◆ **WHAT THIS TASK INVOLVES**
Duplicate the stretch of the sculpture class article from "The art department’s" through "hand-polish a surface.", word for word.

◆ **TEXT BLOCK**
####################
Blending Art and Technology

Published:
August 05, 2019

Professor Lee Running’s sculpture class, ART 242, blends old tech with new, giving students the ability to think creatively and critically when constructing large metal and wood sculptural pieces.

“We're in a time of real serious discovery; when I was an undergrad, no one had a tiny computer in their pocket. Now these are some of our most important tools that we have with us all the time,” Running says. “I’m interested in students incorporating new technologies in a way that feels authentic to their work.”

The art department’s addition of equipment like a computerized numerical control (CNC) router — a machine able to cut various kinds of hard materials like wood, aluminum, and plexiglass — and an industrial-sized laser engraver has given students the opportunity to use new tech to create much larger and more intricate pieces than in the past. Students also learn the ins and outs of standard shop tools like jigsaws and welders and how to do things like hand-polish a surface.
####################
◆ **GIVEN INFORMATION**
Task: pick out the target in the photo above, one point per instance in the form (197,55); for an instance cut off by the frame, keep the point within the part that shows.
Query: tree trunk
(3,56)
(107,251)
####################
◆ **OUTPUT FOR THIS TASK**
The art department’s addition of equipment like a computerized numerical control (CNC) router — a machine able to cut various kinds of hard materials like wood, aluminum, and plexiglass — and an industrial-sized laser engraver has given students the opportunity to use new tech to create much larger and more intricate pieces than in the past. Students also learn the ins and outs of standard shop tools like jigsaws and welders and how to do things like hand-polish a surface.